**REQUIREMENT:**
Reproduce the part of the piece on San Diego Magazine's 75th birthday, starting with "We’re asking local" and going on through "at the time.".

SELECTED EXTRACT section start

This month starts the celebration of San Diego Magazine’s 75th birthday. Few media companies live this long. Survival requires rapid evolution, philosophical shifts, toil, tequila, luck, and art. SDM is now owned by local creatives, filled with new blood, new ideas on culture and our place in it. To honor the remarkable milestone and three-quarters of a century of people who built this storytelling house, we’re picking covers from the last seven decades.
We’re asking local artists to recreate them, using icons and voices and ideas of San Diego’s now. On top, the cover of San Diego Mag’s debut issue in October, 1948. It’s a line drawing of the Majestic Hotel, an epicenter of social life in the city at the time.
Illustration by KFish
Above, we asked Encinitas-based artist Kelcey Fisher: where does San Diego gather now? In Little Italy? Or is it, grimly, a smartphone? No, it is absolutely Petco Park. After two years of pandemic isolation, three million San Diegans desperately needed to stand next to thousands of each other and cheer for some common thing.
When they first reopened the gates, there was crying in baseball. Doesn’t hurt that the Padres are on a historical, exciting run. After a global trauma, it’s not hyperbole to say this was the site where public displays of humanity, joy, hope, and fun came back to a city.

SELECTED EXTRACT section end
DATASET CONTENT section start

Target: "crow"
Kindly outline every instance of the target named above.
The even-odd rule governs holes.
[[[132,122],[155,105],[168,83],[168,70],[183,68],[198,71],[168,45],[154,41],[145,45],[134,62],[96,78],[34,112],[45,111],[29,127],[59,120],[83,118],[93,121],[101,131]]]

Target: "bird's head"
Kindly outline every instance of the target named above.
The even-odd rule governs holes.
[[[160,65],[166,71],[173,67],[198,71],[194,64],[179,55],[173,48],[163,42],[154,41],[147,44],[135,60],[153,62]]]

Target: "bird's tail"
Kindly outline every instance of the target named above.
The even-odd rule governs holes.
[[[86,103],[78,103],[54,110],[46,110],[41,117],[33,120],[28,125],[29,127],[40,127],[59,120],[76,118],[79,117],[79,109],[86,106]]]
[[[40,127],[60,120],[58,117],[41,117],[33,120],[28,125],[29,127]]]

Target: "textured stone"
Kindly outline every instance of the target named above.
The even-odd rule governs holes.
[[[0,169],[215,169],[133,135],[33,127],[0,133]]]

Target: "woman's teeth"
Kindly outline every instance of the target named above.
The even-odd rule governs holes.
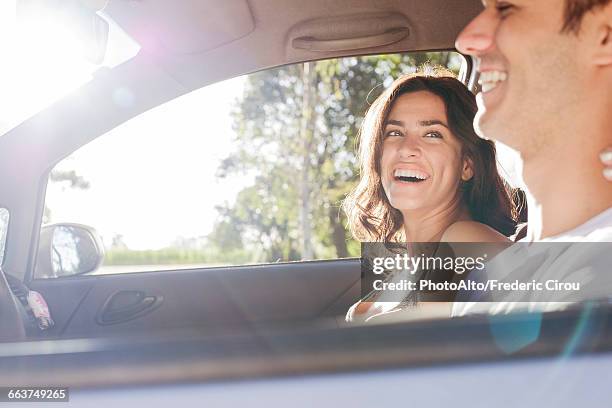
[[[480,78],[478,79],[478,84],[480,84],[482,88],[482,92],[489,92],[501,82],[504,82],[508,79],[508,74],[504,71],[486,71],[480,74]]]
[[[393,176],[401,181],[423,181],[429,178],[429,175],[418,170],[395,170]]]

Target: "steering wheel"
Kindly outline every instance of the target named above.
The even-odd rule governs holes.
[[[25,326],[13,295],[0,268],[0,342],[19,341],[26,338]]]

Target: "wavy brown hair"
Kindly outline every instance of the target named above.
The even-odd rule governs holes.
[[[342,204],[351,233],[359,241],[405,240],[402,213],[391,206],[383,190],[380,160],[385,122],[394,101],[419,91],[431,92],[444,101],[449,128],[461,143],[464,157],[473,163],[474,176],[460,186],[472,219],[506,236],[515,233],[519,214],[513,192],[497,171],[495,144],[474,131],[478,110],[474,95],[449,71],[430,71],[398,78],[368,109],[358,136],[361,178]]]

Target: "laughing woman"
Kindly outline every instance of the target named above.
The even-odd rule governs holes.
[[[376,99],[360,133],[361,180],[343,204],[357,240],[511,242],[518,210],[495,145],[474,131],[476,111],[447,72],[401,77]],[[347,320],[382,314],[375,300]]]

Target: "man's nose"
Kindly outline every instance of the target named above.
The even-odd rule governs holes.
[[[495,44],[497,24],[497,11],[486,8],[459,33],[455,47],[463,54],[480,56]]]

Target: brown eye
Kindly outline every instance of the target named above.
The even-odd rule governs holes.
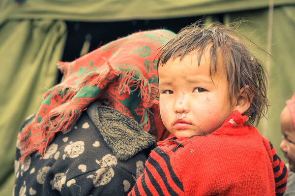
[[[166,90],[166,91],[164,91],[163,92],[163,94],[166,94],[166,95],[171,95],[171,94],[173,94],[173,91],[170,90]]]
[[[205,91],[207,91],[207,90],[205,89],[203,89],[203,88],[196,88],[195,89],[194,89],[194,93],[202,93],[202,92],[204,92]]]

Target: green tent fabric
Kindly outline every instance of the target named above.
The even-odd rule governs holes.
[[[26,0],[9,4],[9,18],[53,18],[106,21],[202,16],[266,8],[268,0]],[[275,6],[294,4],[294,0],[275,0]],[[3,4],[4,3],[3,3]],[[4,6],[4,5],[3,5]]]
[[[36,112],[46,88],[56,82],[54,65],[63,50],[66,27],[35,20],[8,21],[0,27],[0,196],[8,196],[21,122]]]
[[[241,17],[250,21],[240,31],[244,33],[265,50],[267,51],[268,10],[267,9],[228,13],[224,15],[227,24]],[[270,106],[266,115],[258,126],[262,134],[268,138],[276,148],[279,156],[286,160],[280,149],[280,115],[286,106],[285,101],[295,92],[295,6],[275,7],[272,18],[270,59],[268,69],[268,97]],[[257,54],[258,55],[258,53]],[[267,57],[261,57],[266,64]]]
[[[268,0],[0,0],[0,196],[10,195],[16,135],[56,82],[67,35],[64,21],[112,21],[205,15],[225,23],[245,17],[240,30],[266,49]],[[274,0],[268,97],[272,105],[258,128],[281,157],[279,115],[295,92],[295,0]],[[253,29],[256,31],[253,32]],[[262,57],[263,58],[264,57]],[[263,59],[263,60],[264,60]]]

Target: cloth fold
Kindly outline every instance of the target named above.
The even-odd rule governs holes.
[[[89,105],[87,112],[104,140],[120,161],[127,161],[138,153],[156,145],[154,137],[145,131],[132,118],[117,110],[99,105],[95,101]]]
[[[59,62],[61,82],[44,94],[35,117],[19,135],[20,161],[35,151],[44,155],[55,133],[70,128],[95,99],[134,118],[150,133],[161,135],[165,128],[158,112],[150,110],[158,102],[159,48],[174,35],[165,30],[138,32],[72,62]]]

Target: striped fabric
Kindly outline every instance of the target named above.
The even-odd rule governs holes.
[[[284,162],[256,128],[231,117],[213,133],[158,142],[129,195],[282,196]]]

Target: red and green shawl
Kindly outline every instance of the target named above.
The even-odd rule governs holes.
[[[175,35],[157,30],[131,34],[72,62],[59,62],[61,82],[44,95],[37,113],[19,135],[24,161],[43,155],[58,131],[70,129],[95,99],[133,117],[158,139],[165,128],[158,110],[159,48]]]

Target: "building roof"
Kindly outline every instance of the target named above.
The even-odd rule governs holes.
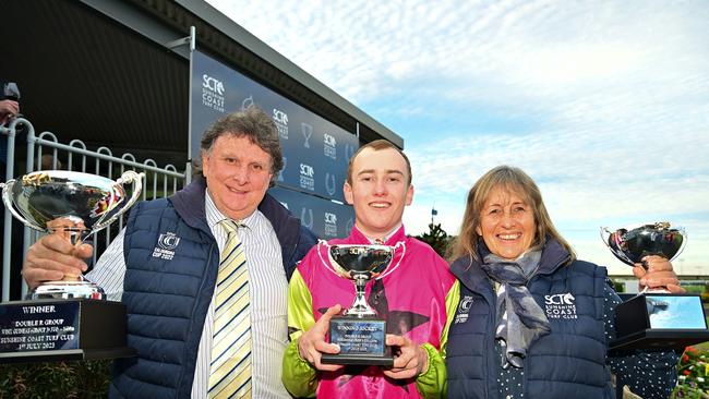
[[[16,82],[37,133],[187,161],[189,49],[167,44],[196,28],[200,51],[360,138],[400,136],[204,1],[9,0],[0,80]]]

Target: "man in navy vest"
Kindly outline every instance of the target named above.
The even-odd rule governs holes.
[[[251,107],[218,120],[201,147],[202,177],[169,198],[137,203],[86,276],[125,303],[129,346],[139,352],[116,362],[109,397],[207,396],[215,281],[227,240],[219,222],[231,219],[249,268],[250,395],[290,398],[280,383],[288,279],[315,237],[266,194],[283,168],[276,125]],[[91,253],[91,245],[74,249],[47,235],[27,252],[23,276],[35,287],[79,275]]]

DATASET CONTENT section end

**OUTPUT OF THE EXERCISE:**
We’re asking local artists to recreate them, using icons and voices and ideas of San Diego’s now. On top, the cover of San Diego Mag’s debut issue in October, 1948. It’s a line drawing of the Majestic Hotel, an epicenter of social life in the city at the time.